◆ Reading passage ◆
━━━━
# Iterative Dynamic Programming and Hybrid Model Identification

This page summarizes the work in my dissertation on the iterative dynamic programming (IDP) algorithm for solving the optimal control problem and a new technique for hybrid mechanistic/empirical dynamic model identification. It is also meant to be an informal and very brief introduction to the concept of optimal control, IDP, and hybrid model identification readable by a general engineering audience. There are animations here that obviously can't be included in the paper dissertation, so it is a sort of animated Cliff's Notes for my dissertation. The best way to read it is to open the dissertation PDF in another window so that you can jump back and forth, because there is no way to include all the possible details on a web page.

## Definitions

First, some definitions:

- System

The thing we are interested in (ie. a reactor tank, a distillation column, etc). - Model

A mathematic description of the system. I will be talking about dynamic models formulated as sets of ODEs or DAEs. - Control

A system variable you can change directly (ie. an inlet feed rate, current to a heater, etc). - State

A variable in the model that is not controlled and represents an intrinsic characteristic of the system (ie. temperature, concentration, etc). - Objective

A mathematical term that you want to maximize or minimize (ie. product mass flow rate for a reactor).

## Optimizing Static Controls

Optimizing a static control is relatively easy.

An example is to find the baseline heater electrical current needed to maintain a certain temperature in continuous reactor which maximizes product yield. Assuming no state constraints, Newton's method or other basic optimization technique can be used.
━━━━
◆ Required task 1 ◆
Echo, word for word, the part of the page on iterative dynamic programming that opens with the words containing "Optimizing a static" and closes with "can be used.".
━━━━
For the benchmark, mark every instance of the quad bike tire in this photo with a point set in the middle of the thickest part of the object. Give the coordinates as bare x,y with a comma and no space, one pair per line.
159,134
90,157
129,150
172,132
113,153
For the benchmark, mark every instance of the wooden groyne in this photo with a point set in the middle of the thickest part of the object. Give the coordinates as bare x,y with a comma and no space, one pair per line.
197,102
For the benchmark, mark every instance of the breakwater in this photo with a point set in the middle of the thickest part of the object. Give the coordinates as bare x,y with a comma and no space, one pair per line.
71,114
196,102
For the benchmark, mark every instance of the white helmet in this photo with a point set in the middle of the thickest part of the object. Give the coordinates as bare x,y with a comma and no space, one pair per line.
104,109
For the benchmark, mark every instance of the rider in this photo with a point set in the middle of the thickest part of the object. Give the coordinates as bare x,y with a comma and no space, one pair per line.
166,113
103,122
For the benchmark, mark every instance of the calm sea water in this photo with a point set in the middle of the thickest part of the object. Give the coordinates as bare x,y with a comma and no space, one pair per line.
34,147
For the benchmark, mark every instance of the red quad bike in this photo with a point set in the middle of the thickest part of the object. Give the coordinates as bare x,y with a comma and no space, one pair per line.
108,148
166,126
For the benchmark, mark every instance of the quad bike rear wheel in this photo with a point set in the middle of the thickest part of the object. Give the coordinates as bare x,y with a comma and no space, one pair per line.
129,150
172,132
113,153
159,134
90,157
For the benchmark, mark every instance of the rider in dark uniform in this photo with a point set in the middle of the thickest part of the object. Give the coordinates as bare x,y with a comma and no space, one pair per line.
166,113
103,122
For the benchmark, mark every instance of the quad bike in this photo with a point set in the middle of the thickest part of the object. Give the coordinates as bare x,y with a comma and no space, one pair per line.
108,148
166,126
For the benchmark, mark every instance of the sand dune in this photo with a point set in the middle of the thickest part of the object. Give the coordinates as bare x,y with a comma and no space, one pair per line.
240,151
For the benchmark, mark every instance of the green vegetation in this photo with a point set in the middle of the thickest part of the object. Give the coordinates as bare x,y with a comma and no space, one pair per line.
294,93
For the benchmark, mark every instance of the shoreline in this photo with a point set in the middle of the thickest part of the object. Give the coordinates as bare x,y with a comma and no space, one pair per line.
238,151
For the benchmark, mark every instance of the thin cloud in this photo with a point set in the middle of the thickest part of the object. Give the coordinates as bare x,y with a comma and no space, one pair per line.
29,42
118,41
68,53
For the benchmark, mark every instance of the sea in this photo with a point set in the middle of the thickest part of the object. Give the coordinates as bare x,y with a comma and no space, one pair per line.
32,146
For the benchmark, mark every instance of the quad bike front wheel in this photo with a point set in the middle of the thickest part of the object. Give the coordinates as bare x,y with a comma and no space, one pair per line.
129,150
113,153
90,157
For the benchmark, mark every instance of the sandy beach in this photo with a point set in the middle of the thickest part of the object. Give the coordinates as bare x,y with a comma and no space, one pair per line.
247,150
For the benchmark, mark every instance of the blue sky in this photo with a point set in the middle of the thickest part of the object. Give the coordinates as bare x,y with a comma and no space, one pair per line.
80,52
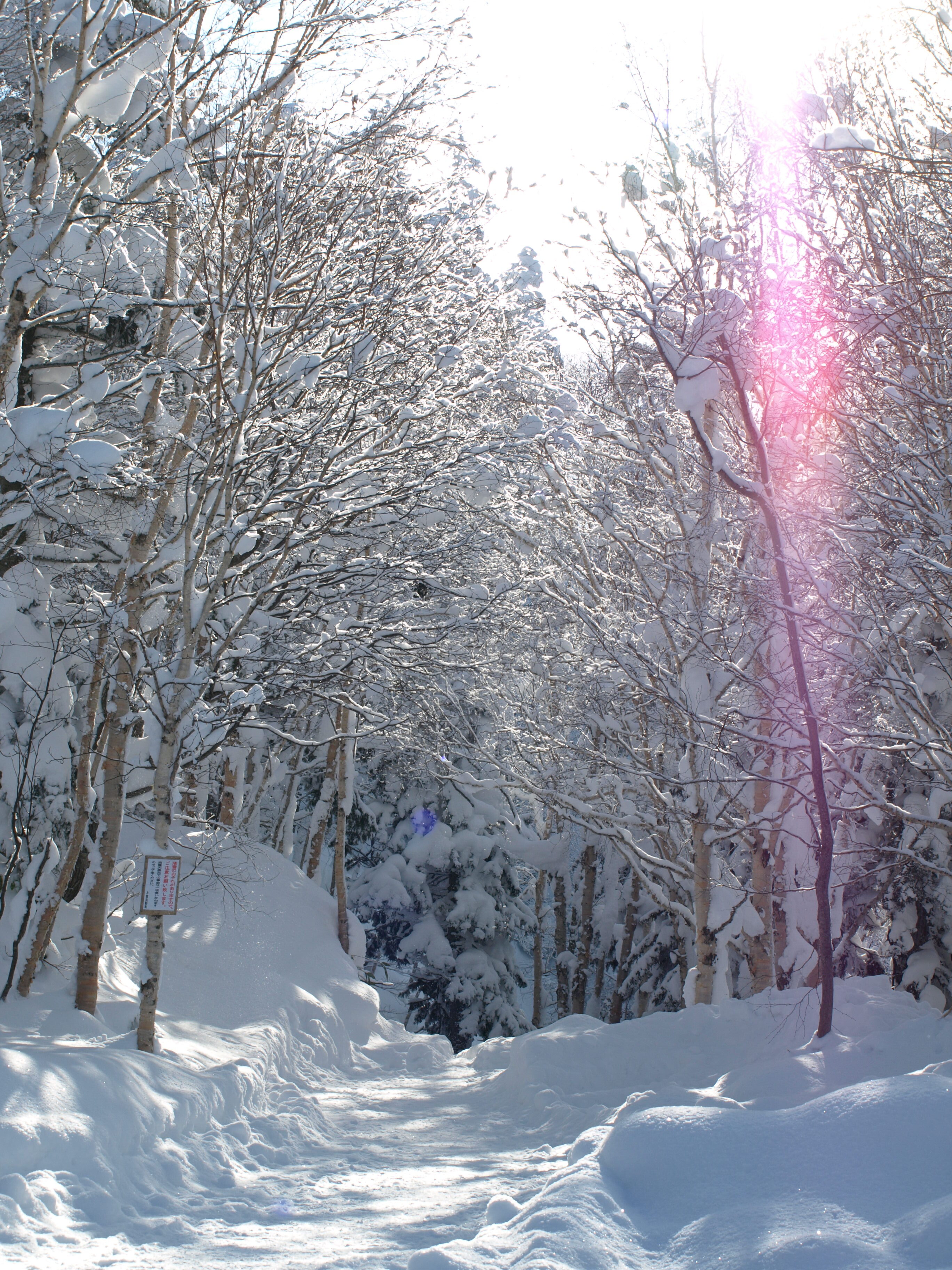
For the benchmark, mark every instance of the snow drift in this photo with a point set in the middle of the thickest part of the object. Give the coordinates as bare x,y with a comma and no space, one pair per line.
258,1004
743,1147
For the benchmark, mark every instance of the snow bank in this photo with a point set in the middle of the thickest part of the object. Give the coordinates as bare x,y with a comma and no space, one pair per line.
258,1004
747,1145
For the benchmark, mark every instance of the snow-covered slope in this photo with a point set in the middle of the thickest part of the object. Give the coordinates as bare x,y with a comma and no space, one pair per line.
257,1004
742,1146
286,1123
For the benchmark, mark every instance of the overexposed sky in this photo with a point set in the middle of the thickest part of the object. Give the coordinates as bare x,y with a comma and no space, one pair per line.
550,77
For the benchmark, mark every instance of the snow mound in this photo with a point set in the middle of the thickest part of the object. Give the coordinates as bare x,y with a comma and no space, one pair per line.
748,1144
258,1005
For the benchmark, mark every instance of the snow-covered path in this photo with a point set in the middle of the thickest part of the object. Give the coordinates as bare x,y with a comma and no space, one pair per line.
408,1161
417,1160
287,1124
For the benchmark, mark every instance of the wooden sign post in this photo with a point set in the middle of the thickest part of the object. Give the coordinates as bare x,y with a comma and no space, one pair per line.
160,886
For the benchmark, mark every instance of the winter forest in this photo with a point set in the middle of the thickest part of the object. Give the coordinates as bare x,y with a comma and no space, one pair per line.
536,680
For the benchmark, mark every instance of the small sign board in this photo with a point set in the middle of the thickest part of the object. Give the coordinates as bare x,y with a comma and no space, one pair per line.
160,884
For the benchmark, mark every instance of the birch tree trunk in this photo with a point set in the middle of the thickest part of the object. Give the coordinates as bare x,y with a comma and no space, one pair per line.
705,943
339,870
537,952
615,1010
562,941
78,835
149,999
586,933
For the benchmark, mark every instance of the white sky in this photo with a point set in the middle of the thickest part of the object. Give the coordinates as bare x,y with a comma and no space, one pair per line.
549,77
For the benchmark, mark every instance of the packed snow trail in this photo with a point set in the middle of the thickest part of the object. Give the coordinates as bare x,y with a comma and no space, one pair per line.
287,1124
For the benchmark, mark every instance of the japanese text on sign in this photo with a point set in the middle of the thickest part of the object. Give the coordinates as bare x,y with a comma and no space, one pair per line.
160,884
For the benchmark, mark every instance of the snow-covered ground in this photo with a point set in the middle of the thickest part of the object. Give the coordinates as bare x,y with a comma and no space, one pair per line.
286,1123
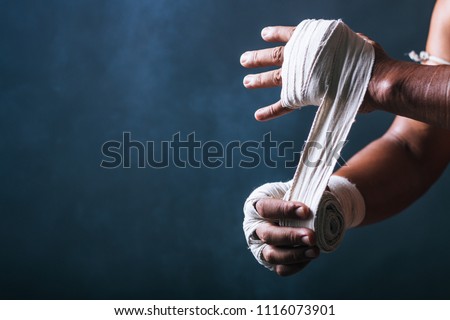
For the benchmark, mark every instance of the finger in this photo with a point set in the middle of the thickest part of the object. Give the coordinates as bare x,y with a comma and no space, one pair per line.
277,33
285,236
281,209
267,79
288,256
271,112
287,270
263,58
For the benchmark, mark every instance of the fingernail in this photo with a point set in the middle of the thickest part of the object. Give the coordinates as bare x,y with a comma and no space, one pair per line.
310,253
300,212
248,80
244,57
265,32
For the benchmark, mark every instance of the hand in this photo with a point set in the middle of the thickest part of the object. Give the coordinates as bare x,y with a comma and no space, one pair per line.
288,249
272,57
378,92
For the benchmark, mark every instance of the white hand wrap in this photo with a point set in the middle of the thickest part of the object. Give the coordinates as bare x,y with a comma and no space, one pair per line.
325,64
345,193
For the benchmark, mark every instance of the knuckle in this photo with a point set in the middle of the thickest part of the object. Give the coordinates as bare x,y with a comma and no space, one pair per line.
264,235
269,254
272,111
255,57
277,55
293,238
287,207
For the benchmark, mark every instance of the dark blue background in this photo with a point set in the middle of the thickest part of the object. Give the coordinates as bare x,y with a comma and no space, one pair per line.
74,74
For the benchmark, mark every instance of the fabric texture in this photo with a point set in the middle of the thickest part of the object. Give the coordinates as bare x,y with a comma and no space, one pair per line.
325,64
342,193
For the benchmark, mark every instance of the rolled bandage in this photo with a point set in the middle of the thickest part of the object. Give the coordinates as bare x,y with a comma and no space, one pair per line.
341,207
325,64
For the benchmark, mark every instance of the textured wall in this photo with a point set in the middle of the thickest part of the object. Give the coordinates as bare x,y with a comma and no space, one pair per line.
74,74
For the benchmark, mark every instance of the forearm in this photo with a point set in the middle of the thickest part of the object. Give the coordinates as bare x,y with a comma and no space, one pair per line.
395,170
419,92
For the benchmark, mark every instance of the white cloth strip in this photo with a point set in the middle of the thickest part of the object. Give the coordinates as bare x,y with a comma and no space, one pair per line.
325,64
252,219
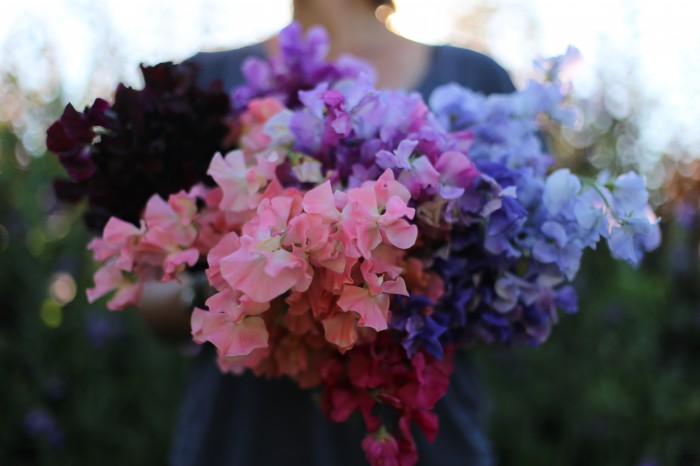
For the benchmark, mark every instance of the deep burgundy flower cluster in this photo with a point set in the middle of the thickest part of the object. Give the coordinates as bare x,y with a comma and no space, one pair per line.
357,237
381,374
157,140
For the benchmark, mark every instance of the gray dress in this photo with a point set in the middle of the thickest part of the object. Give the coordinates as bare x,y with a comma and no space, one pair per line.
247,421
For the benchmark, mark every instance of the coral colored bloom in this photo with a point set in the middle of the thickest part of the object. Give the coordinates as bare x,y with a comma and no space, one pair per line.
341,330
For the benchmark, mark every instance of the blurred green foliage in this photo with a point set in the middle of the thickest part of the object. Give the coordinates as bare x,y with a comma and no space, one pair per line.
79,385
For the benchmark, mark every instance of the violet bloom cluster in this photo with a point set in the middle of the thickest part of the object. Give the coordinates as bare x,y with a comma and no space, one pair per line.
504,237
300,65
357,236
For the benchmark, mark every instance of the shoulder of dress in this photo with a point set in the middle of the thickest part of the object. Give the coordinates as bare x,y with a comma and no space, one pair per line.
225,65
474,69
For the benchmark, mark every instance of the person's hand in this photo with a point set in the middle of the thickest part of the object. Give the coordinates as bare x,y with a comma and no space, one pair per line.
166,308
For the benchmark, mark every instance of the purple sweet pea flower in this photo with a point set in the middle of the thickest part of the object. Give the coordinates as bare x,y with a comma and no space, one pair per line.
557,248
457,173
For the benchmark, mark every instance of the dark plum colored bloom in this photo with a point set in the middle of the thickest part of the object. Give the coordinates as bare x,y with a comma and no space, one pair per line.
157,140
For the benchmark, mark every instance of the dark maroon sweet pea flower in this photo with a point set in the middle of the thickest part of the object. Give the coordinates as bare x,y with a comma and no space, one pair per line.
157,140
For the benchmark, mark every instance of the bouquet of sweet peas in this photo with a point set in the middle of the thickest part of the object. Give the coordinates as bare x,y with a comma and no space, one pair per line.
354,238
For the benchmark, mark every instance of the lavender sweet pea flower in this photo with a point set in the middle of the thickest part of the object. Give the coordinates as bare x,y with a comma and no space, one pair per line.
593,216
421,177
560,191
557,248
633,237
457,108
400,158
457,173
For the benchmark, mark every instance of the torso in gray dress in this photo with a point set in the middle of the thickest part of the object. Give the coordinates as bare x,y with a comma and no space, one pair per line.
248,421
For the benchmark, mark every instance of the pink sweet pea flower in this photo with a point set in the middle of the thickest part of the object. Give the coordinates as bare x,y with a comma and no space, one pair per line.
261,268
226,246
381,449
264,271
253,137
375,211
109,278
232,324
240,185
170,224
341,330
230,338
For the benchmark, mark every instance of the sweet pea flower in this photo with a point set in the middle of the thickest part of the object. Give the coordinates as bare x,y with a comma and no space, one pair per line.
374,213
457,173
254,137
232,324
240,184
261,268
110,278
371,303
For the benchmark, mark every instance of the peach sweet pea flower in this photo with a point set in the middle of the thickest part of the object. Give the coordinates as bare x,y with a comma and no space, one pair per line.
231,324
372,302
374,213
110,278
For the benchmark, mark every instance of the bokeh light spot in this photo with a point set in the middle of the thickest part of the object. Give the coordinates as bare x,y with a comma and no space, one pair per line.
62,288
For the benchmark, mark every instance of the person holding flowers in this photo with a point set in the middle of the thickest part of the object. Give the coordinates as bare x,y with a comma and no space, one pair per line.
352,238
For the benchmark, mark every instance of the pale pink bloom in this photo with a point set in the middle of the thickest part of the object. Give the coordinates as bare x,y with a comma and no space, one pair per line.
238,364
321,201
174,263
375,212
239,184
253,137
341,330
299,324
232,324
372,302
263,271
118,231
110,278
119,239
228,245
170,225
231,338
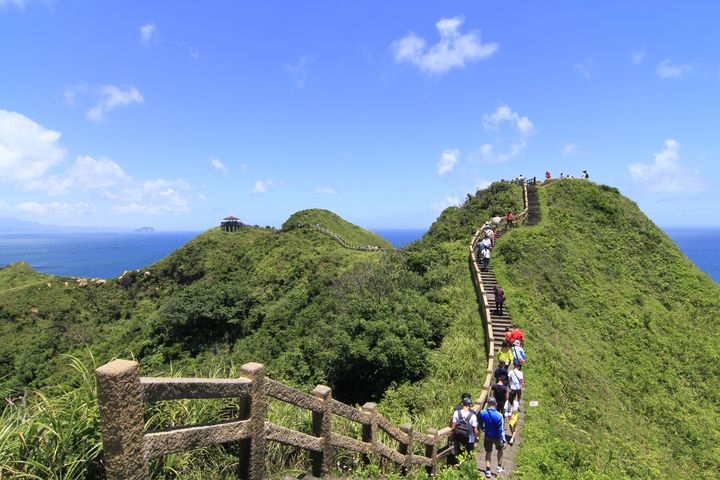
━━━━
◆ Required task 2 ◆
Arrange the records that run from the line containing "For the benchmark, mark every instance of the pale" through the end of the records as a two-column CSV with the columns instruction and coordinates. Give one row per instruction, with each value in a single quoted field and line breaks replaced by spaces, and leave the pictures out.

◆ Task result 1 ◆
Optimizing a static control is relatively easy.

An example is to find the baseline heater electrical current needed to maintain a certain temperature in continuous reactor which maximizes product yield. Assuming no state constraints, Newton's method or other basic optimization technique can be used.

◆ Task result 2 ◆
instruction,coordinates
"For the benchmark, mark every instance of the pale pink bloom in this photo with a point set in the middle of the thickest part of the object. Give the coordinates as bare x,y with a comma and no space, one pair per line.","238,364 321,201 174,263 375,212 239,184 253,137 341,330 299,324 232,324 372,302 263,271 118,231 110,278 119,239 228,245 170,225 231,338"